_Set problem:_ Repeat the data verbatim.

_Records supplied:_

## Begin

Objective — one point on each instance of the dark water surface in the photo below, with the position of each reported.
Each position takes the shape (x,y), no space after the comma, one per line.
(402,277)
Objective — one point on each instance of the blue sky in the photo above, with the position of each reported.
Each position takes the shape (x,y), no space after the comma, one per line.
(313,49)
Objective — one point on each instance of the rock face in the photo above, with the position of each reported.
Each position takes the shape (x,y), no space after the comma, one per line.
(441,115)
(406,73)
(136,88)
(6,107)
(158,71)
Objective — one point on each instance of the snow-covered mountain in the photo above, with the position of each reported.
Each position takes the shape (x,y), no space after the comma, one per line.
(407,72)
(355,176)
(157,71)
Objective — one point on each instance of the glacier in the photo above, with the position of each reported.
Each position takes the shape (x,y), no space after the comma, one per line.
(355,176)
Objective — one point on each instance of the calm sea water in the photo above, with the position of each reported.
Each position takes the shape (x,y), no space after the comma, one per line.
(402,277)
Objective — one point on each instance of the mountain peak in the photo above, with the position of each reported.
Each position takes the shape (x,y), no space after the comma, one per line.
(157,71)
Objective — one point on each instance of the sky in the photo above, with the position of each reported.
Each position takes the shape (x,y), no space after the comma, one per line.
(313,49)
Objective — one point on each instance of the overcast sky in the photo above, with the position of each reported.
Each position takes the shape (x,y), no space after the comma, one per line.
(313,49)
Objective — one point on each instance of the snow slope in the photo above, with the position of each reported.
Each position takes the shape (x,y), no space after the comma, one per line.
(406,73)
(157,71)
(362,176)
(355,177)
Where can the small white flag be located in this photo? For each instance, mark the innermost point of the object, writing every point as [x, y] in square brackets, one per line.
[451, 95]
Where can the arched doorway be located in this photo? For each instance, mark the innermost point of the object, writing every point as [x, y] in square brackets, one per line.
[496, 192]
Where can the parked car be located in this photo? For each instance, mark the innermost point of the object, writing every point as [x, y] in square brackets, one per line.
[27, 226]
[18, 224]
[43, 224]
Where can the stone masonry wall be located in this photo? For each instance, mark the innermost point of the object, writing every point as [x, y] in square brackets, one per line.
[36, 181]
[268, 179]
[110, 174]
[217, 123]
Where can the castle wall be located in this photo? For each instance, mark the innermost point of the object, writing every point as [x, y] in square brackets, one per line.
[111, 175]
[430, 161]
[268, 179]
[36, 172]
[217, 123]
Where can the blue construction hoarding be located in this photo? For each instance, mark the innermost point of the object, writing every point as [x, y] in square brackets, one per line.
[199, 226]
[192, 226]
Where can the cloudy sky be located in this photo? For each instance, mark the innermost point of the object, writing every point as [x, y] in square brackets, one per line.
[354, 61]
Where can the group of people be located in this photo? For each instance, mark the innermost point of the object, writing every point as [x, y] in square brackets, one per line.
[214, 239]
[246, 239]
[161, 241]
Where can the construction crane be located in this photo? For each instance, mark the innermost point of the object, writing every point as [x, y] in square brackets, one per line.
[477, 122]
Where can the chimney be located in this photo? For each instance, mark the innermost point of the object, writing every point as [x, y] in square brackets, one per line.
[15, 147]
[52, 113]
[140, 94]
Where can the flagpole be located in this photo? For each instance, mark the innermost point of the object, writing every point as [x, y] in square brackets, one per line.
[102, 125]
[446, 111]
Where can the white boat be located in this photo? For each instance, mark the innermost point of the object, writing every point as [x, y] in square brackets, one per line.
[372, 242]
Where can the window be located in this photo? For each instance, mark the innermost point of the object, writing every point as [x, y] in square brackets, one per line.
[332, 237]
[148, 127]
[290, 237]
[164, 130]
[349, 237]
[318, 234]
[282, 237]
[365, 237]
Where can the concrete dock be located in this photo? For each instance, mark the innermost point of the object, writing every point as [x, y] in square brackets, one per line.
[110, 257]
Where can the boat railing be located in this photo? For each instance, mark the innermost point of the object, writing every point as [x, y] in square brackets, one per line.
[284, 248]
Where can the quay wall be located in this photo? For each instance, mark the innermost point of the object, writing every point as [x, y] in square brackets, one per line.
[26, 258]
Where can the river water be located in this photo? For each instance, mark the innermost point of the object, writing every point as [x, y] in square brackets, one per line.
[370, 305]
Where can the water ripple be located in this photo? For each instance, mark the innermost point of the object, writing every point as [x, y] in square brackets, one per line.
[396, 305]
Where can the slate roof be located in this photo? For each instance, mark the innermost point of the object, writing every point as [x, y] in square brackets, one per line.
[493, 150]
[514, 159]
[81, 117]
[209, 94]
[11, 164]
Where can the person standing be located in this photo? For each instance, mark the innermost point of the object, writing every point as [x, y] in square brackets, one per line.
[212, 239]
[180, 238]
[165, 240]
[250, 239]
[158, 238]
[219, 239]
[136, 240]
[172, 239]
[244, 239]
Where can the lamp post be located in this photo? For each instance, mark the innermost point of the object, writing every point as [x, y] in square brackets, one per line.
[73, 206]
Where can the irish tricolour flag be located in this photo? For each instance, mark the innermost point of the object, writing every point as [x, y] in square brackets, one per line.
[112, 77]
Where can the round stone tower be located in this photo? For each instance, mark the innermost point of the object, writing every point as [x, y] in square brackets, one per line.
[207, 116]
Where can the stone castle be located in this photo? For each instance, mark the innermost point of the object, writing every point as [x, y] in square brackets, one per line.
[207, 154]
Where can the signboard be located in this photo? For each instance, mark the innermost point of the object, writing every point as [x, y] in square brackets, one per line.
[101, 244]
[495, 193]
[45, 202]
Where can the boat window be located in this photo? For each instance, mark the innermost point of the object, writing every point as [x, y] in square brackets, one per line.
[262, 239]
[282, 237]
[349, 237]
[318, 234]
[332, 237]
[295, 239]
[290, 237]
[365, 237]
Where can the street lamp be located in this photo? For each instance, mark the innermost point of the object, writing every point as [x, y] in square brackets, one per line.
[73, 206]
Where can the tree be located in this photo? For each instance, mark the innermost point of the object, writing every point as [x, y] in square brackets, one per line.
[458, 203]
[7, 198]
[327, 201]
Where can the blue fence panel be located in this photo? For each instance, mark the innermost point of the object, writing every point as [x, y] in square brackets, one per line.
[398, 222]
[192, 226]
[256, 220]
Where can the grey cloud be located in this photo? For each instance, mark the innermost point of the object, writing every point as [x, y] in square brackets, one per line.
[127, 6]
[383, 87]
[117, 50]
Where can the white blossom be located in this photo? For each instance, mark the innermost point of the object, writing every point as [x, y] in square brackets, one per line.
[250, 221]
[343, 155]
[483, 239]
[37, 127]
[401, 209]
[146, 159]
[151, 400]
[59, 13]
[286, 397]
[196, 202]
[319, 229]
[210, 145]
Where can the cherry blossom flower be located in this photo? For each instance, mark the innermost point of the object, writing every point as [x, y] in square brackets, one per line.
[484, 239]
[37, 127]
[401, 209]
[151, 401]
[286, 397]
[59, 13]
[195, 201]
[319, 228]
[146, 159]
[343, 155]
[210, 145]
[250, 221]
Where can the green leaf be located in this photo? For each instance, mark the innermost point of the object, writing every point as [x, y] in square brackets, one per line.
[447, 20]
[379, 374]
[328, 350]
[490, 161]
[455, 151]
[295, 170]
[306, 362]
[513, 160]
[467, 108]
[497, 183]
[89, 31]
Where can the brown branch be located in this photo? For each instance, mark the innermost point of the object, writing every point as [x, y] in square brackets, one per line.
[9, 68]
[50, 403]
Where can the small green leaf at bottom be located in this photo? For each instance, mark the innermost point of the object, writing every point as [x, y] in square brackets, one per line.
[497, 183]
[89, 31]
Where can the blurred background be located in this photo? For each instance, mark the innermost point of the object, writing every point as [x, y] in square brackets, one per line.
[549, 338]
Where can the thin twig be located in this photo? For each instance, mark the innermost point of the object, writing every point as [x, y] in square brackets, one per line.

## End

_Answer to the exercise:_
Objective — one point on each instance of the dark water surface in the photo below, with the position of each reported.
Each position takes the shape (x,y), no space after the comma, one per line.
(402,277)
Objective — one point on each instance of the blue sky in the photo above, with the position of each reported.
Each position takes the shape (x,y), no space after the comma, one per line.
(313,49)
Objective — one point on each instance of the rock face in the photo above, with the position of each reported.
Each position takes the shape (x,y), no space after the comma, one per line.
(441,115)
(406,73)
(136,88)
(6,107)
(158,71)
Objective — one point on each instance of the snow-covered mountain in the photo above, with the position of each reported.
Each position takes the shape (x,y), no space after the comma, one per line.
(407,72)
(355,176)
(157,71)
Objective — one point on each instance of the glacier in the photo above, with the position of each reported.
Each position takes the shape (x,y), no space after the comma, one per line.
(355,176)
Objective — one point on each instance of the calm sea water in the photo above, with the position of each reported.
Each position takes the shape (x,y), no space after the comma, one per line.
(402,277)
Objective — one point on each instance of the mountain peak in the photo above, with the position of each reported.
Each position takes the shape (x,y), no space after the comma, one per line.
(157,71)
Objective — one point on each instance of the sky in the photo above, with the position of each reported.
Each position takes the shape (x,y), no space after the comma, one per line.
(313,49)
Objective — one point on each instance of the overcast sky in the photo above, with the position of each reported.
Each position takes the shape (x,y), no space after the comma, one per line.
(313,49)
Objective — one point on each instance of the snow slope in the photo above, with the position of each reported.
Each position takes the shape (x,y), no space after the comma, one per line.
(406,73)
(157,71)
(362,176)
(355,177)
Where can the small white flag be located in this photo? For each instance, mark the innermost point of the object, writing every point as [x, y] in square brackets, one per line.
[451, 95]
Where can the arched doorway be located in this photo? For each instance, mark the innermost point of the object, writing every point as [x, y] in square brackets, one per line.
[496, 192]
Where can the parked car be located in this photo? For each instance, mark the innermost point of the object, writing every point as [x, y] in square brackets, one per line.
[27, 226]
[18, 224]
[43, 224]
Where can the stone masonry wall be located in this photo? For each instance, mark the innermost point of the object, writing every point as [x, y] in square brackets, one per line.
[36, 181]
[268, 179]
[110, 174]
[217, 123]
Where can the castle wall be located in this photo? For each instance, mark the innermost point of the object, writing every point as [x, y] in square brackets, one per line.
[111, 175]
[430, 161]
[268, 179]
[36, 172]
[217, 123]
Where can the blue construction hoarding be located in this photo? For each instance, mark the innermost point of the object, writing every point as [x, y] in square brackets, one per line.
[199, 226]
[192, 226]
Where can the cloudy sky be located in this photo? For each instance, mark the innermost point of the object, writing every point as [x, y] in square brackets, one per line.
[354, 61]
Where can the group of people be located in this photo? For each instance, mark the innermost point of the object, writing every point as [x, y] in square brackets, one per line.
[214, 239]
[246, 239]
[161, 241]
Where can the construction crane be located in this photo? For each instance, mark the innermost point of the object, writing every point as [x, y] in square brackets, one per line.
[477, 122]
Where can the chimney be located in this photo? For each instance, mark the innermost point of the object, writing every point as [x, y] in square brackets, one per line.
[15, 147]
[52, 113]
[140, 94]
Where can the flagpole be located in this photo? For each instance, mark the innermost point of the object, writing every point as [x, y] in square brackets, one per line.
[102, 125]
[446, 111]
Where can the white boat be located in this photo? For each instance, mark the innermost point of the object, writing every point as [x, y] in square brackets, one per line.
[372, 242]
Where can the window be located in this photo? For each instance, mark the innermost point of the object, writing every point as [x, y] in square brackets, one per line.
[332, 237]
[148, 127]
[290, 237]
[164, 130]
[349, 237]
[318, 234]
[282, 237]
[365, 237]
Where can the concrete dock be located in this photo? For each instance, mark the innermost point of the object, writing every point as [x, y] in square brackets, one per line.
[110, 257]
Where can the boat railing be located in this photo? For each instance, mark the innermost point of the object, writing every point as [x, y] in square brackets, one per line.
[284, 248]
Where can the quay wall be located in this photo? For each instance, mark the innermost point of the object, writing every point as [x, y] in square brackets, one per line.
[26, 258]
Where can the river water be located in this photo? For each instance, mark the innermost point of the object, writing every point as [x, y] in square brackets, one per line.
[370, 305]
Where can the water ripple be located in this photo? For each instance, mark the innermost point of the object, writing every point as [x, y] in square brackets, one per line.
[396, 305]
Where can the slate roof be located in this photo? For each instance, mark the innermost point of the object, writing every point as [x, y] in square brackets, one per line.
[493, 150]
[514, 159]
[81, 117]
[209, 94]
[11, 164]
Where can the person standing be located in this photo? For each instance, mark the innermost point of the object, writing every point as [x, y] in square brackets, one per line.
[212, 239]
[180, 238]
[165, 240]
[250, 239]
[158, 238]
[219, 239]
[136, 240]
[172, 239]
[244, 239]
Where can the lamp post be located in this photo? For each instance, mark the innermost point of the object, writing every point as [x, y] in square brackets, one per line.
[73, 206]
Where can the irish tricolour flag be located in this photo? For each instance, mark the innermost point of the object, writing every point as [x, y] in square brackets, one per line.
[112, 77]
Where can the round stone tower be located in this photo? For each instance, mark the innermost point of the object, writing every point as [x, y] in square brackets, one per line.
[207, 116]
Where can the stone castle be located in this photo? For each instance, mark the innermost point of the object, writing every point as [x, y] in square brackets, one per line.
[207, 154]
Where can the signboard be located in this photo? For each instance, mark the innermost point of the object, writing every point as [x, y] in square brackets, one per line.
[101, 244]
[495, 193]
[45, 202]
Where can the boat window be located in this photo? For each instance, mark the innermost point of the object, writing every point as [x, y] in square brackets, one per line.
[262, 239]
[282, 237]
[349, 237]
[318, 234]
[332, 237]
[295, 239]
[290, 237]
[365, 237]
Where can the street lamp be located in this photo? For each instance, mark the innermost point of the object, writing every point as [x, y] in square brackets, one per line.
[73, 206]
Where can the tree be located in this photo? For each instance, mark the innermost point of the object, writing every point as [x, y] in square brackets, one per line.
[458, 203]
[7, 198]
[327, 201]
Where can the blue fence panel be located in this photo? For each instance, mark the innermost point of the object, writing every point as [x, y] in square brackets, one per line.
[398, 222]
[192, 226]
[256, 220]
Where can the grey cloud be located in this photo? For each instance, mark the innermost point of the object, writing every point as [x, y] in square brackets, one per line.
[127, 6]
[383, 87]
[117, 50]
Where can the white blossom be located in this photo? For each instance, mark the innermost point of the object, writing every point as [x, y] in square brackets, one per line.
[250, 221]
[343, 155]
[483, 239]
[37, 127]
[401, 209]
[146, 159]
[151, 400]
[59, 13]
[286, 397]
[196, 202]
[319, 229]
[210, 145]
Where can the cherry blossom flower be located in this photo? For each instance, mark the innermost point of the object, writing every point as [x, y] in square brackets, one per line.
[484, 239]
[37, 127]
[401, 209]
[151, 401]
[286, 397]
[59, 13]
[195, 201]
[319, 228]
[146, 159]
[343, 155]
[210, 145]
[250, 221]
Where can the green leaf be located in this photo? For each instance, mark the innermost point of the object, writing every point as [x, y] in square brackets, one per line.
[447, 20]
[379, 374]
[328, 350]
[490, 161]
[455, 151]
[295, 170]
[306, 362]
[513, 160]
[467, 108]
[497, 183]
[89, 31]
Where can the brown branch be located in this photo? For each instance, mark the innermost point of the object, writing every point as [x, y] in square brackets, one per line.
[9, 68]
[50, 403]
Where can the small green leaf at bottom be located in this photo? For each instance, mark the innermost point of the object, writing every point as [x, y] in square brackets, one per line.
[497, 183]
[89, 31]
Where can the blurred background be located in this photo? For each instance, mark the innermost point of the object, writing every point as [x, y] in square brackets, one per line.
[549, 338]
Where can the thin twig be located in this photo? For each instance, mark the innermost point of the object, writing every point as [x, y] in square brackets, one per line.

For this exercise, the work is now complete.